> Directive a
Put the rows between the line containing "Double-check task: an earlier pass labeled this image for green" and the last row, inclusive, into a JSON list of strings, with one string per line and blank lines dropped. Include only those lines.

> Provided text

========================================

Skip to main content

No project description provided

Project description

CmonCrawl Banner

CommonCrawl Extractor with great versatility

Build Tests Documentation

License Python Version PyPI

Unlock the full potential of CommonCrawl data with CmonCrawl, the most versatile extractor that offers unparalleled modularity and ease of use.

Why Choose CmonCrawl?

CmonCrawl stands out from the crowd with its unique features:

  • High Modularity: Easily create custom extractors tailored to your specific needs.
  • Comprehensive Access: Supports all CommonCrawl access methods, including AWS Athena and the CommonCrawl Index API for querying, and S3 and the CommonCrawl API for downloading.
  • Flexible Utility: Accessible via a Command Line Interface (CLI) or as a Software Development Kit (SDK), catering to your preferred workflow.
  • Type Safety: Built with type safety in mind, ensuring that your code is robust and reliable.

Getting Started

Installation

Install From PyPi

$ pip install cmoncrawl

Install From source

$ git clone https://github.com/hynky1999/CmonCrawl
$ cd CmonCrawl
$ pip install -r requirements.txt
$ pip install .

========================================

> Directive b
Pick up the CmonCrawl project description after its last line and keep writing it.

(Stored items from a collection)
========================================

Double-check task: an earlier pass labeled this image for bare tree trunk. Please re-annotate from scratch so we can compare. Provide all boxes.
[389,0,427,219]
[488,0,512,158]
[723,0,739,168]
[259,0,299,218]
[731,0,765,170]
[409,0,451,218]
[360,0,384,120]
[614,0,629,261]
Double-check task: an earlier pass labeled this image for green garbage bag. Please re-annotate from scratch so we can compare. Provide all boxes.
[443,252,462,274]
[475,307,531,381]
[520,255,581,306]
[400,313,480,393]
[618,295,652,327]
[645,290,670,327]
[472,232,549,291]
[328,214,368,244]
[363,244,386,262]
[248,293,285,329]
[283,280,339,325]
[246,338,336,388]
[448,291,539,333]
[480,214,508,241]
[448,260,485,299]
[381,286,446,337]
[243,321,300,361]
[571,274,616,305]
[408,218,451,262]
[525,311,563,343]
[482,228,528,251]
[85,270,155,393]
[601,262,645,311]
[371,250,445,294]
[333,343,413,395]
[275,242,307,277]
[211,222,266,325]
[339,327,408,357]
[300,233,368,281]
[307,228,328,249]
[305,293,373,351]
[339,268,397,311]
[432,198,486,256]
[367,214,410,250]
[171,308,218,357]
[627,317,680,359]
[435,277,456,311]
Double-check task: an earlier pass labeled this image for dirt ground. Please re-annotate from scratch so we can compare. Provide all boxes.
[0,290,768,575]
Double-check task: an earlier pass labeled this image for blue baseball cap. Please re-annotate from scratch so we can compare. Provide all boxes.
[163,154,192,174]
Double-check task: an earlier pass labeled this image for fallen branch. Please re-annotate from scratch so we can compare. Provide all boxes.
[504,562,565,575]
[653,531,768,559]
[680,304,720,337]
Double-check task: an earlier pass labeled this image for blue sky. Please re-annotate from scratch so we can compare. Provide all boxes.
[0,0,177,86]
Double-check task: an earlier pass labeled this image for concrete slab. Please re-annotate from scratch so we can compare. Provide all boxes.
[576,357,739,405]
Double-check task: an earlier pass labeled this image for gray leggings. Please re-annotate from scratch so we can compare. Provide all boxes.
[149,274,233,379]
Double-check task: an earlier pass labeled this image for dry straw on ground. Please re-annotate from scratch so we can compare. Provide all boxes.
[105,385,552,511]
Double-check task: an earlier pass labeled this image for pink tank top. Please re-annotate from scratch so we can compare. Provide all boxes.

========================================

> Task output a
[
  "Double-check task: an earlier pass labeled this image for green garbage bag. Please re-annotate from scratch so we can compare. Provide all boxes.",
  "[443,252,462,274]",
  "[475,307,531,381]",
  "[520,255,581,306]",
  "[400,313,480,393]",
  "[618,295,652,327]",
  "[645,290,670,327]",
  "[472,232,549,291]",
  "[328,214,368,244]",
  "[363,244,386,262]",
  "[248,293,285,329]",
  "[283,280,339,325]",
  "[246,338,336,388]",
  "[448,291,539,333]",
  "[480,214,508,241]",
  "[448,260,485,299]",
  "[381,286,446,337]",
  "[243,321,300,361]",
  "[571,274,616,305]",
  "[408,218,451,262]",
  "[525,311,563,343]",
  "[482,228,528,251]",
  "[85,270,155,393]",
  "[601,262,645,311]",
  "[371,250,445,294]",
  "[333,343,413,395]",
  "[275,242,307,277]",
  "[211,222,266,325]",
  "[339,327,408,357]",
  "[300,233,368,281]",
  "[307,228,328,249]",
  "[305,293,373,351]",
  "[339,268,397,311]",
  "[432,198,486,256]",
  "[367,214,410,250]",
  "[171,308,218,357]",
  "[627,317,680,359]",
  "[435,277,456,311]",
  "Double-check task: an earlier pass labeled this image for dirt ground. Please re-annotate from scratch so we can compare. Provide all boxes.",
  "[0,290,768,575]",
  "Double-check task: an earlier pass labeled this image for blue baseball cap. Please re-annotate from scratch so we can compare. Provide all boxes.",
  "[163,154,192,174]",
  "Double-check task: an earlier pass labeled this image for fallen branch. Please re-annotate from scratch so we can compare. Provide all boxes.",
  "[504,562,565,575]",
  "[653,531,768,559]",
  "[680,304,720,337]",
  "Double-check task: an earlier pass labeled this image for blue sky. Please re-annotate from scratch so we can compare. Provide all boxes.",
  "[0,0,177,86]",
  "Double-check task: an earlier pass labeled this image for concrete slab. Please re-annotate from scratch so we can compare. Provide all boxes.",
  "[576,357,739,405]",
  "Double-check task: an earlier pass labeled this image for gray leggings. Please re-annotate from scratch so we can compare. Provide all boxes.",
  "[149,274,233,379]",
  "Double-check task: an earlier pass labeled this image for dry straw on ground. Please re-annotate from scratch so we can compare. Provide all boxes.",
  "[105,385,552,511]",
  "Double-check task: an earlier pass labeled this image for pink tank top. Please re-annotate from scratch so we can compare. Provide all boxes."
]

> Task output b
Usage Guide

Step 1: Extractor preparation

Begin by preparing your custom extractor. Obtain sample HTML files from the CommonCrawl dataset using the command:

$ cmon download --match_type=domain --limit=100 html_output example.com html

This will download a first 100 html files from example.com and save them in html_output.

Step 2: Extractor creation

Create a new Python file for your extractor, such as my_extractor.py, and place it in the extractors directory. Implement your extraction logic as shown below:

from bs4 import BeautifulSoup
from cmoncrawl.common.types import PipeMetadata
from cmoncrawl.processor.pipeline.extractor import BaseExtractor
class MyExtractor(BaseExtractor):
   def __init__(self):
      # you can force a specific encoding if you know it
      super().__init__(encoding=None)

   def extract_soup(self, soup: BeautifulSoup, metadata: PipeMetadata):
      # here you can extract the data you want from the soup
      # and return a dict with the data you want to save
      body = soup.select_one("body")
      if body is None:
        return None
      return {
         "body": body.get_text()
      }

   # You can also override the following methods to drop the files you don't want to extracti
   # Return True to keep the file, False to drop it
   def filter_raw(self, response: str, metadata: PipeMetadata) -> bool:
      return True
   def filter_soup(self, soup: BeautifulSoup, metadata: PipeMetadata) -> bool:
      return True

# Make sure to instantiate your extractor into extractor variable
# The name must match so that the framework can find it
extractor = MyExtractor()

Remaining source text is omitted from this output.